SUPPLIED INFORMATION:
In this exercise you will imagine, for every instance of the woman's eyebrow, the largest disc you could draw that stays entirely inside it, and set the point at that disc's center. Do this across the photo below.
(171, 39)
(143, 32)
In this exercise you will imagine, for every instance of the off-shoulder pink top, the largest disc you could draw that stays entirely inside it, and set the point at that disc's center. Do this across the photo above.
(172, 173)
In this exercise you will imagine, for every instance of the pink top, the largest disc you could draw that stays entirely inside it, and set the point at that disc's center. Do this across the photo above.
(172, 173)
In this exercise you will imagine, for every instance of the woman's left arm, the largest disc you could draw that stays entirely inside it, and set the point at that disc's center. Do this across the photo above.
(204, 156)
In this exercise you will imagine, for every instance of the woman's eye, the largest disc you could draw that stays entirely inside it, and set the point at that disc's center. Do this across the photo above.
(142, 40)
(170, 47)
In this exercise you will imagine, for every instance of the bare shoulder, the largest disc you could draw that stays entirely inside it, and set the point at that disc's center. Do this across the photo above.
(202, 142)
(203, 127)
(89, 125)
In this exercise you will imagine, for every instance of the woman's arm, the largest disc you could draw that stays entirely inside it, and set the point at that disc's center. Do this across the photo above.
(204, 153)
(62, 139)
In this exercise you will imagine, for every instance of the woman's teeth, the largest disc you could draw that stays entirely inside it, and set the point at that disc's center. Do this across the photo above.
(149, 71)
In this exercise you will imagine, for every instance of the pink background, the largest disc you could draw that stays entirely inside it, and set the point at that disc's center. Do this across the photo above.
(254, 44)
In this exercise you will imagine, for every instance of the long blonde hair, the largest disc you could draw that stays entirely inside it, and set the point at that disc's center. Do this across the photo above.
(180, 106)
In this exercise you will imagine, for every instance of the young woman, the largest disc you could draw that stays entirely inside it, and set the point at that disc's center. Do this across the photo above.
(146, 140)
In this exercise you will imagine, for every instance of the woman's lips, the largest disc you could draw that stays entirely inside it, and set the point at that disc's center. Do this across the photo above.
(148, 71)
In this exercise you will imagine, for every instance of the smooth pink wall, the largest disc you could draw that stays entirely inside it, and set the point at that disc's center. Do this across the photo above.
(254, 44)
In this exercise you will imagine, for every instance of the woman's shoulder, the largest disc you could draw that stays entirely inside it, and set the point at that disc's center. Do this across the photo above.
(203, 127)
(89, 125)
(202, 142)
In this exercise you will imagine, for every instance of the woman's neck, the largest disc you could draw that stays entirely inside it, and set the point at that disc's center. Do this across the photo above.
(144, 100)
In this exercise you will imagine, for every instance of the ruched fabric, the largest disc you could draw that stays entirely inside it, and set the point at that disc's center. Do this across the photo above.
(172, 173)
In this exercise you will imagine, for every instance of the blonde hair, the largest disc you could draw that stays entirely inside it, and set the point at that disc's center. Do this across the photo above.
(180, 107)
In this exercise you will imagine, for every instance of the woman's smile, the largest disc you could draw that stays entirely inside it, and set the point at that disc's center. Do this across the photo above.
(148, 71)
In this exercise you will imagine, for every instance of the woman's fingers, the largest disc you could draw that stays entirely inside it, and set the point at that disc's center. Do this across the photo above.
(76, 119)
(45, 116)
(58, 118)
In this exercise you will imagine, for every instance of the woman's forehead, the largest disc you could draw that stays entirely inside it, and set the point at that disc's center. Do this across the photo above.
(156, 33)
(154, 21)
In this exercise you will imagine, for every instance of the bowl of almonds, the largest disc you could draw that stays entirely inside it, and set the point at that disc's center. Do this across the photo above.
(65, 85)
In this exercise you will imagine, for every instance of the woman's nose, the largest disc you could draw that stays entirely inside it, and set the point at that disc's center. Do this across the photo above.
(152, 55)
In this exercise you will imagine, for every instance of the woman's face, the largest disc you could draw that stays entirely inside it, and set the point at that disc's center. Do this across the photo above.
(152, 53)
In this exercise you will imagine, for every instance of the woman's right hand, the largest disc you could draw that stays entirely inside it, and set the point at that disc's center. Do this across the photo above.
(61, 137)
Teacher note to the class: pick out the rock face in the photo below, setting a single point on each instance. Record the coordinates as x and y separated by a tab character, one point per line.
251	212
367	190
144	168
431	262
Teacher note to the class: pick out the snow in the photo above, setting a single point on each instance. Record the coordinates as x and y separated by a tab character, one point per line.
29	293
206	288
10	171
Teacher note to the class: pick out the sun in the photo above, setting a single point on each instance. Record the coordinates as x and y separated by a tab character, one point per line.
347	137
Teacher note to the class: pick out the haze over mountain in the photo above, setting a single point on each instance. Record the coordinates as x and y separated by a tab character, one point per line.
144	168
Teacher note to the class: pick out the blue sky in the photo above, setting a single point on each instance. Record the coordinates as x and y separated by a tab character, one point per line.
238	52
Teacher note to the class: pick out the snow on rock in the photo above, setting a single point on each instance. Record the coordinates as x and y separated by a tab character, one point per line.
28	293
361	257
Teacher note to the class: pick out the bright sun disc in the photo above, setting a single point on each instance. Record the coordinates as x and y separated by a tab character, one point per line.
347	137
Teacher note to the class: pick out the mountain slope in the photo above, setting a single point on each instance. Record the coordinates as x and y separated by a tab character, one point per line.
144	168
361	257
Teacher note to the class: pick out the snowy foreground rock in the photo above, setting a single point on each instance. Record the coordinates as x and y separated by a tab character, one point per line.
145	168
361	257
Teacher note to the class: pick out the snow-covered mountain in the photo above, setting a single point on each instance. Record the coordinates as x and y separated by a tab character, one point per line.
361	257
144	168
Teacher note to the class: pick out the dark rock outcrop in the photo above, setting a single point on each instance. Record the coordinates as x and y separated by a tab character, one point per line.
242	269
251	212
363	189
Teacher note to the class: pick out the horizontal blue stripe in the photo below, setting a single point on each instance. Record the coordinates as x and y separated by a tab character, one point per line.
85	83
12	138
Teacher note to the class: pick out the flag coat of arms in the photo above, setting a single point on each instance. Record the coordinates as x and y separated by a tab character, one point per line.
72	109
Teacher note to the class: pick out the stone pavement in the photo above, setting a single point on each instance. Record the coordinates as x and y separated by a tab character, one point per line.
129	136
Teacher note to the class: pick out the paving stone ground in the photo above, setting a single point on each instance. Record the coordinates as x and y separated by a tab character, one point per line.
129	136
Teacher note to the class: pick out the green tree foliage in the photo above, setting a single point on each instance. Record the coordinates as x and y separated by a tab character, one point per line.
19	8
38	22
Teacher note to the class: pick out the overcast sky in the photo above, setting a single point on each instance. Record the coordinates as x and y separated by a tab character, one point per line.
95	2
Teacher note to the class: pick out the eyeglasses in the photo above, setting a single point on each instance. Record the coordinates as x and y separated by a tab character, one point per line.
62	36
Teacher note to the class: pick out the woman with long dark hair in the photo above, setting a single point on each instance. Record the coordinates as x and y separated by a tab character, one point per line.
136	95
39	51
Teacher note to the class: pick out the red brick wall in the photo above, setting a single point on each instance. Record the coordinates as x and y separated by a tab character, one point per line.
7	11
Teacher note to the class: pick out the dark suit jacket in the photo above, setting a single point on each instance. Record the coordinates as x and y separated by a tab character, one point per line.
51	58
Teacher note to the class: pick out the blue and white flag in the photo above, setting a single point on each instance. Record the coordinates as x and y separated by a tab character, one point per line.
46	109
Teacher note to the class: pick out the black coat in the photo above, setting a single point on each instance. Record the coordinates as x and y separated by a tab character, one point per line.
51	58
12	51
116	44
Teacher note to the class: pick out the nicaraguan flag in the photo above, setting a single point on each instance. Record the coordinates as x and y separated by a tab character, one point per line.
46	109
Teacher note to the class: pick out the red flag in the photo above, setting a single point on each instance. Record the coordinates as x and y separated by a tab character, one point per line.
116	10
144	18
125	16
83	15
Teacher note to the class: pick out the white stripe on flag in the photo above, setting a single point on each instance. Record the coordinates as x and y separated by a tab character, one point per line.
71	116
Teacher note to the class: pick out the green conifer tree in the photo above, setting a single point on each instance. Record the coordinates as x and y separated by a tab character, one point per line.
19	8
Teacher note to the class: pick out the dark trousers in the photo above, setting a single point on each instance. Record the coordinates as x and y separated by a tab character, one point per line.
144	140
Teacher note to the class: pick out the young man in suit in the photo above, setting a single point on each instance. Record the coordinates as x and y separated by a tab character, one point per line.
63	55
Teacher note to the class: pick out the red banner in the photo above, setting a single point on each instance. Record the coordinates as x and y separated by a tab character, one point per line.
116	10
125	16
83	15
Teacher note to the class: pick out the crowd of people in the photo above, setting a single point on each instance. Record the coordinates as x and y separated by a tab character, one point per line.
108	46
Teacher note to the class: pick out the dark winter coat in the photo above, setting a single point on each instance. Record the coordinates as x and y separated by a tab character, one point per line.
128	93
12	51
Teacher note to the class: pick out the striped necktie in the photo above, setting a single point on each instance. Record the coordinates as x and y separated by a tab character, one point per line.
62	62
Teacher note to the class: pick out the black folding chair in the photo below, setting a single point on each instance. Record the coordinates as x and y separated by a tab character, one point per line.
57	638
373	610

WHAT THE EXERCISE ASKS:
Using the records above, output exactly the lines from the one containing "Teacher note to the class: pick out the white" through the last line, and no others.

PROBLEM SOLUTION:
Teacher note to the class: pick out the white stripe on flag in the photo above, setting a single point on each instance. Record the coordinates as x and y separated by a tab character, one point per line.
71	116
Teacher note to the class: pick out the green conifer tree in the photo above, setting a single point on each instance. Record the coordinates as x and y separated by a tab character, one point per line.
19	8
Teacher note to the class: pick out the dark trousers in the photo above, setting a single point on each instance. Record the coordinates as x and y separated by a tab character, one point per line.
144	140
Teacher note to the class: pick out the young man in suit in the photo above, setting a single point on each instance. Record the coordinates as x and y separated by a tab character, one point per line.
63	55
Teacher note to the class: pick out the red banner in the photo above, setting a single point on each instance. Record the coordinates as x and y separated by a tab character, one point per line.
116	10
125	16
83	15
Teacher note to the class: pick out the crowd of people in the photo above, setting a single point on each instance. Record the coordinates as x and y separated by a tab character, one point per line.
108	46
Teacher note to the class: pick out the dark winter coat in the photo above, setting a single point on each instance. Record the coordinates as x and y separated by a tab character, one point per line.
128	93
12	51
Teacher note to the class: pick out the striped necktie in the photo above, setting a single point on each instance. Record the coordinates as x and y separated by a tab character, one point per line.
62	62
Teacher note to the class: pick out the black folding chair in the photo below, setting a single point on each instance. Record the coordinates as x and y separated by a tab character, one point per line.
57	638
373	610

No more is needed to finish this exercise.